Historically black colleges and universities (HBCUs) were established during the segregation period of U.S. history in response to the demand for education by Blacks who did not have access to White educational institutions. As a group, Blacks share a common historical experience of segregation that was characterized by relatively limited educational resources to meet the demand of the black population for higher education. Currently there are 103 HBCUs (53 private and 50 public institutions), representing approximately 3% of the total U.S. institutions of higher education and about 2% of the total U.S. college enrollment (National Center for Education Statistics, 1996). Collectively, these institutions have also been undergoing, over the past three decades, a declining share of black high graduates' enrollment in higher educational institutions. Despite federal desegregation policies, such a relative decline has not been compensated by a corresponding increase in HBCUs' relative share of the total population of non-Black high school graduates' enrollment in higher education.

Although most HBCUs experienced enrollment growth during the periods of educational expansion in the U.S., overall their share of national enrollment has declined because of two factors: the increase in community colleges and the Adams court decisions desegregating higher education in the south (Hauptman & Smith, 1994). Table 1 shows that the total enrollment in HBCUs expanded by about 18.69% from 222,613 students in 1976 to 273,472 in 1998. Despite the modest increase in the number of non-Black students attending HBCUs, the level of diversity in terms of race and ethnicity has remained almost unchanged. Hence, Black students have consistently represented about 81% of the total annual enrollment at HBCUs during that period.

Provided information —
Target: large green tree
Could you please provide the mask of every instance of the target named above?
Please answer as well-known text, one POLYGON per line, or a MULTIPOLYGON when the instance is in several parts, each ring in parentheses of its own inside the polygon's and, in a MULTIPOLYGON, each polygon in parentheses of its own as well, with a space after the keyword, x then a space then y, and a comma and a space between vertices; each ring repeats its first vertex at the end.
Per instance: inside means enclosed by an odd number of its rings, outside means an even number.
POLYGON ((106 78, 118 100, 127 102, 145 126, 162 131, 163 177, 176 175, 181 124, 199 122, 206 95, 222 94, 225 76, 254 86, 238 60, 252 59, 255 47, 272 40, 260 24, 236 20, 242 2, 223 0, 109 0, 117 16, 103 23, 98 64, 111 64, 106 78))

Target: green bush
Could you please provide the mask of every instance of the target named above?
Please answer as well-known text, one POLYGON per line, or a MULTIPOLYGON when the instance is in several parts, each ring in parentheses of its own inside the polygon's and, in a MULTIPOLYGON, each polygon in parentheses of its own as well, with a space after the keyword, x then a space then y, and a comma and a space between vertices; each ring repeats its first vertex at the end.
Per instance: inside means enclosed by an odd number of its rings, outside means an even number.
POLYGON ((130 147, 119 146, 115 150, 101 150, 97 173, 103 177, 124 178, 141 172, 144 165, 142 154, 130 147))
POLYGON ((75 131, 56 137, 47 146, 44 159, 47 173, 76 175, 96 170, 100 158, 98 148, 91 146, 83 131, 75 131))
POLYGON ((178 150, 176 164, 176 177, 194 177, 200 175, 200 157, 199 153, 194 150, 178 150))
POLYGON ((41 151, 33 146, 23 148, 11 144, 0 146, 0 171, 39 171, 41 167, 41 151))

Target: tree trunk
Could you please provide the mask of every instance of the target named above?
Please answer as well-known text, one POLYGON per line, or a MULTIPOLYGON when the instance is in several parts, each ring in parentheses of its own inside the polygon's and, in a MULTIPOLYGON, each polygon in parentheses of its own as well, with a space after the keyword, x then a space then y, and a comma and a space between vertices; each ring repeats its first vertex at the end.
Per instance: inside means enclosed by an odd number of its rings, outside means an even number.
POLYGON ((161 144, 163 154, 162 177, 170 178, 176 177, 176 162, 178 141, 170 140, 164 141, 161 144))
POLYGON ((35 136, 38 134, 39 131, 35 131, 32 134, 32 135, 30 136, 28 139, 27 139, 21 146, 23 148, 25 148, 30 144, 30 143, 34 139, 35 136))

Tasks for this exercise —
[A] Reproduce everything in the HBCU passage from "Although most HBCUs" down to "during that period.".
[B] Summarize the HBCU passage in two sentences.
[C] Take up the HBCU passage after its final sentence and continue writing it.
The items were drawn from a different source than the HBCU passage.

Answers for the tasks —
[A]
Although most HBCUs experienced enrollment growth during the periods of educational expansion in the U.S., overall their share of national enrollment has declined because of two factors: the increase in community colleges and the Adams court decisions desegregating higher education in the south (Hauptman & Smith, 1994). Table 1 shows that the total enrollment in HBCUs expanded by about 18.69% from 222,613 students in 1976 to 273,472 in 1998. Despite the modest increase in the number of non-Black students attending HBCUs, the level of diversity in terms of race and ethnicity has remained almost unchanged. Hence, Black students have consistently represented about 81% of the total annual enrollment at HBCUs during that period.

[B] HBCUs were founded during segregation to meet Black demand for higher education when White institutions were closed to them, and the 103 that exist today make up about 3% of U.S. institutions of higher education and about 2% of total enrollment. Their share of national enrollment has declined because of the growth of community colleges and the Adams desegregation decisions, and although their total enrollment grew about 18.69% between 1976 and 1998, Black students have consistently made up about 81% of it.

[C]
Table 2 indicates that the total U.S. enrollment of Blacks 14 to 34 years of age in postsecondary educational institutional institutions increased significantly by 66% from 996,000 in 1980 to 1,640,000 in 1998. Consequently, the total Black enrollment in all colleges and universities rose from 9.78% in 1980 to 12.75% in 1998. However, as a group, HBCUs' relative share of the total Black enrollment in higher educational institutions declined from 18.18% in 1980 to 13.70% in 1998. In contrast, Black students' enrollment in other institutions of higher education, as a percentage of the total Black enrollment in the U.S., rose from 80.82% in 1980 to 86.3% in 1998. While Black students' enrollment in other colleges and universities rose by 76% from 805,011 in 1980 to 1,415,255 students in 1998, the enrollment of non-Black students in HBCUs rose only by 16.82% (from 42,568 to 49,727) during the same period.

Several factors may have contributed to the decline of HBCUs' relative share of total Black student enrollment in postsecondary educational institutions, and there is no empirical evidence about their effects in the literature. The survival and growth of many HBCUs depend on their ability to maintain or improve their relative share of Black students, who traditionally represented their major source of enrollment. The purpose of this paper is to provide an empirical analysis of the determinants of Black student enrollment in HBCUs. Such information may be useful for policy decisions. An overview of the factors influencing Black enrollment in higher education and a description of the methodological framework as well as the data used in this study are provided in the next section.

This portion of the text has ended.